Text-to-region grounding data
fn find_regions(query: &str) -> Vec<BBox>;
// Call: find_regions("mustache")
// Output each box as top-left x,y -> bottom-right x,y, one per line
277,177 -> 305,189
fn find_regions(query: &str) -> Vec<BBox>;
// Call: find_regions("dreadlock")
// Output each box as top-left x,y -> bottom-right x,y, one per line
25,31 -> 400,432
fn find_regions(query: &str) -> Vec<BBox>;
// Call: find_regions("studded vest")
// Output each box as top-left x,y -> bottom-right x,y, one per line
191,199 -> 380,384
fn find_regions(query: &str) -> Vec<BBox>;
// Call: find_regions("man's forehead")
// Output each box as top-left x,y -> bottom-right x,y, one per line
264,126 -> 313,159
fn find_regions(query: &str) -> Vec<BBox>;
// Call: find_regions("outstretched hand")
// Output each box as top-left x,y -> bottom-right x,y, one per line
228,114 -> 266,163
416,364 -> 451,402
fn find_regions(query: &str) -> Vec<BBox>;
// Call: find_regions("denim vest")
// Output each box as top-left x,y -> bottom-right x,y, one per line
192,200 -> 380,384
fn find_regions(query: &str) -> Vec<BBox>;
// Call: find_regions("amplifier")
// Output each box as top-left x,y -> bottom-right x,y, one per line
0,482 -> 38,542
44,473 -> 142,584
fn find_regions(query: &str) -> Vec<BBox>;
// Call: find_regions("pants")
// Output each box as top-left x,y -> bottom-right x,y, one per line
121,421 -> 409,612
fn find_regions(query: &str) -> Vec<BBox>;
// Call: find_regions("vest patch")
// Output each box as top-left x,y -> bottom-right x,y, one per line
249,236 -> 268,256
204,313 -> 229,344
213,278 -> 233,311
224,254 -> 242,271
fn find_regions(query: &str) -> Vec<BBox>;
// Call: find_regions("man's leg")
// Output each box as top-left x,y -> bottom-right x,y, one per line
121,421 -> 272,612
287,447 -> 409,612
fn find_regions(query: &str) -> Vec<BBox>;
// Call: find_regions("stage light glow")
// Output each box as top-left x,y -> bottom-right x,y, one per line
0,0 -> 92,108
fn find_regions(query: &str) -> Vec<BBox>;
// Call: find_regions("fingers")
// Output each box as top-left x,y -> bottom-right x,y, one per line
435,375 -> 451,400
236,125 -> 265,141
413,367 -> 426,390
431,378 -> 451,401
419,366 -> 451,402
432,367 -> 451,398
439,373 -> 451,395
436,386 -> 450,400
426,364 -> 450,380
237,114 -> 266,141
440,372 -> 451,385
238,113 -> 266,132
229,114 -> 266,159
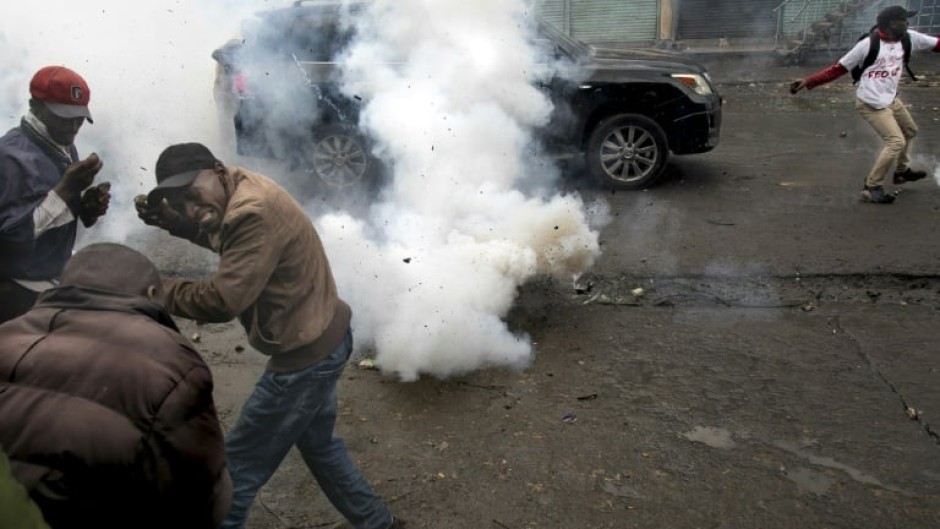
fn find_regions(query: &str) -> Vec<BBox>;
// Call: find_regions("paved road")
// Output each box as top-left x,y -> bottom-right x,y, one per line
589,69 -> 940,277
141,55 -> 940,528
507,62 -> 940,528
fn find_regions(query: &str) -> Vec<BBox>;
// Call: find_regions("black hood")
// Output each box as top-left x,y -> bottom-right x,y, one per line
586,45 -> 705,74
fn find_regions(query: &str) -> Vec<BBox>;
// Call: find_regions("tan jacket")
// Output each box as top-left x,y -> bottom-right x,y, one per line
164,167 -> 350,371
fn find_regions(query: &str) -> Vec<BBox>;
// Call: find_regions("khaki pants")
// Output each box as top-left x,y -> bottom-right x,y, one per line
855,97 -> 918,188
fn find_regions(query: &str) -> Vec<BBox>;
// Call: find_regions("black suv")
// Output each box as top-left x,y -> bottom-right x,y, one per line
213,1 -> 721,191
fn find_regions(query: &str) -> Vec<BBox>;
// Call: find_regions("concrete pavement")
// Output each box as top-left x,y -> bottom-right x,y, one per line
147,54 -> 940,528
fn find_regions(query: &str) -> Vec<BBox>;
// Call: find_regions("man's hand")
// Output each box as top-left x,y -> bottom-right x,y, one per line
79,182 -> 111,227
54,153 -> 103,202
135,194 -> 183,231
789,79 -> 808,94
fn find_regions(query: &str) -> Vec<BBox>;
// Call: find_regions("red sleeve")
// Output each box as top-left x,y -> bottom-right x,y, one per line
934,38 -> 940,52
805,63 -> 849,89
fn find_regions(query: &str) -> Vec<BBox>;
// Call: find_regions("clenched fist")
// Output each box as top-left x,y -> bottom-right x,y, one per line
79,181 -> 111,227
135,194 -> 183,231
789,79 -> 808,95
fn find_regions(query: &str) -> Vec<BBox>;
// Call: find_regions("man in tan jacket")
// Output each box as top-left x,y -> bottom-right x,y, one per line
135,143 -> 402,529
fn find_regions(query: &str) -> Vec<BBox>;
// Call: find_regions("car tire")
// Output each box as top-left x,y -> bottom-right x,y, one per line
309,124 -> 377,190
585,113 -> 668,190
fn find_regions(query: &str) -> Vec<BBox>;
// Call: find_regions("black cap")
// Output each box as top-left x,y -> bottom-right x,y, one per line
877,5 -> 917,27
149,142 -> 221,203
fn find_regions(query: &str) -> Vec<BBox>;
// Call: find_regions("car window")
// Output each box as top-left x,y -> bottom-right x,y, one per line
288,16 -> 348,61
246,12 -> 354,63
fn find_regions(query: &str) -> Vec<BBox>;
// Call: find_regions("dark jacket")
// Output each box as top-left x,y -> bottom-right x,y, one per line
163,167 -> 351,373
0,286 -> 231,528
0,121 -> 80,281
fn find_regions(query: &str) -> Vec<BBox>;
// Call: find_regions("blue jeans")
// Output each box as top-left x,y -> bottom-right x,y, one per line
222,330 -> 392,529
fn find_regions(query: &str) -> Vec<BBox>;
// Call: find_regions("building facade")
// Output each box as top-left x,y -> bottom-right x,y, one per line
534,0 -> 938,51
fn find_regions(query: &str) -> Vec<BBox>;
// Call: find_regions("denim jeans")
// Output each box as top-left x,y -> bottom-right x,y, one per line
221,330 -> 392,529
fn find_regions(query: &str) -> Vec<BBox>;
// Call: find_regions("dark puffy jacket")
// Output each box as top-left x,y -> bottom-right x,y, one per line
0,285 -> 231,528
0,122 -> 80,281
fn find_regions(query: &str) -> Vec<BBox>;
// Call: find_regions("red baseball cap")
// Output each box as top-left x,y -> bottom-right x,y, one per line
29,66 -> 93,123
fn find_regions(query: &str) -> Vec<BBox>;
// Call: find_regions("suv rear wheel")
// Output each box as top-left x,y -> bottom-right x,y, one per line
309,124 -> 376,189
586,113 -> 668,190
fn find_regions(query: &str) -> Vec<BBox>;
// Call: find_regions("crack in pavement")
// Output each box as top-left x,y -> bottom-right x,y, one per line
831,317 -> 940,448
---
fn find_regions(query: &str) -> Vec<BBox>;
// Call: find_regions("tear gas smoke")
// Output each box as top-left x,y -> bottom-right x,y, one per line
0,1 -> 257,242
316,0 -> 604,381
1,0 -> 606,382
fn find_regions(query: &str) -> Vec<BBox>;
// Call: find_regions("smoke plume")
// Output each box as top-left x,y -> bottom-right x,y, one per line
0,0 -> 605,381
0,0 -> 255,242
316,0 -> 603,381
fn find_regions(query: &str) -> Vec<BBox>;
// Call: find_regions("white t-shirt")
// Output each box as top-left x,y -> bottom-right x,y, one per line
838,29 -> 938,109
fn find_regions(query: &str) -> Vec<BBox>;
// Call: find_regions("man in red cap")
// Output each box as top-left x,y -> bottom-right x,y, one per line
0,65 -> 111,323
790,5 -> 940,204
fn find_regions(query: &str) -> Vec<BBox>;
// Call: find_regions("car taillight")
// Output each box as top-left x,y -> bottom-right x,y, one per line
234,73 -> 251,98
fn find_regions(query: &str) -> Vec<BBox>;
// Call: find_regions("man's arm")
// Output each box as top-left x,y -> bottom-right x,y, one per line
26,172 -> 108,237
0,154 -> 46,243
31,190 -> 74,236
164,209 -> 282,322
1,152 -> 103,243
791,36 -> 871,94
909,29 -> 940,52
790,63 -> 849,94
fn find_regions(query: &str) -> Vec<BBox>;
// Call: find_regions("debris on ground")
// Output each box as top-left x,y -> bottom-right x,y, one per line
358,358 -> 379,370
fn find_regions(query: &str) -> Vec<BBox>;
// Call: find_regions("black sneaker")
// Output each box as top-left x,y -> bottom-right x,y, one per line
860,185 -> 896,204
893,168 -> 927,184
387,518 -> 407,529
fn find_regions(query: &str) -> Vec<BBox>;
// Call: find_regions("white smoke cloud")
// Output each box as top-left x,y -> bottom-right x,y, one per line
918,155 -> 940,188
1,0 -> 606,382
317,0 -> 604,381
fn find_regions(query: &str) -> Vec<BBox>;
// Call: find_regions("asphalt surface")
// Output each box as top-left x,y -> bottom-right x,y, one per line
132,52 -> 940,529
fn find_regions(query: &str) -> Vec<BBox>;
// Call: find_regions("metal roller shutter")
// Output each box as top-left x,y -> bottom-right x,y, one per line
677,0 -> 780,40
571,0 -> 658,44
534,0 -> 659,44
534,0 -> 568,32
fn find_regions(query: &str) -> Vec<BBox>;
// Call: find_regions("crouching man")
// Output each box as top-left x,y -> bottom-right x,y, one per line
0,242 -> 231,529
---
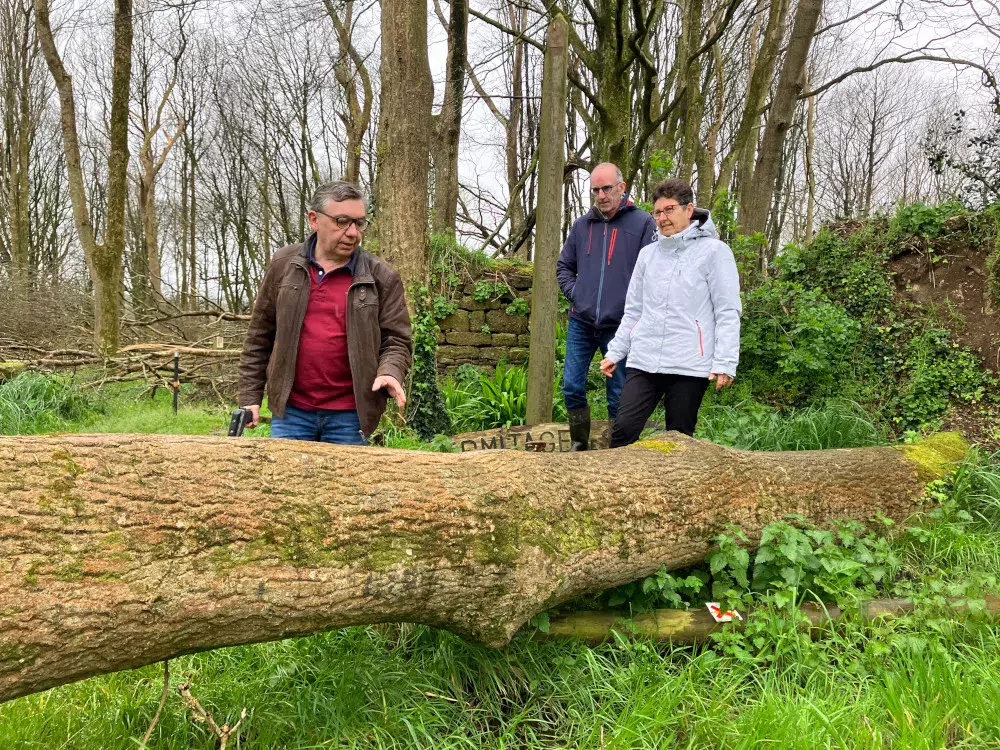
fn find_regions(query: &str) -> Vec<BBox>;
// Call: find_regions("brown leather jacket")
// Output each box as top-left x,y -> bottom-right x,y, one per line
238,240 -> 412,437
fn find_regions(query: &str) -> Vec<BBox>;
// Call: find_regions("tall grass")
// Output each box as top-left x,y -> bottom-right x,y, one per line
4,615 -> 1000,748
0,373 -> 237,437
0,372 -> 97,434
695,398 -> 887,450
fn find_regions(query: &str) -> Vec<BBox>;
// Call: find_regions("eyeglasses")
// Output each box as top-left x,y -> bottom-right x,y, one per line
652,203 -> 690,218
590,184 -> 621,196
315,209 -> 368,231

(EXERCISE DESCRIPTION): What lines above contain "hand"? Copy them out.

(ANSWER TO THIS PROBLEM):
// Call: find_regions("outstretched hand")
// Call: find_regions("man's hand")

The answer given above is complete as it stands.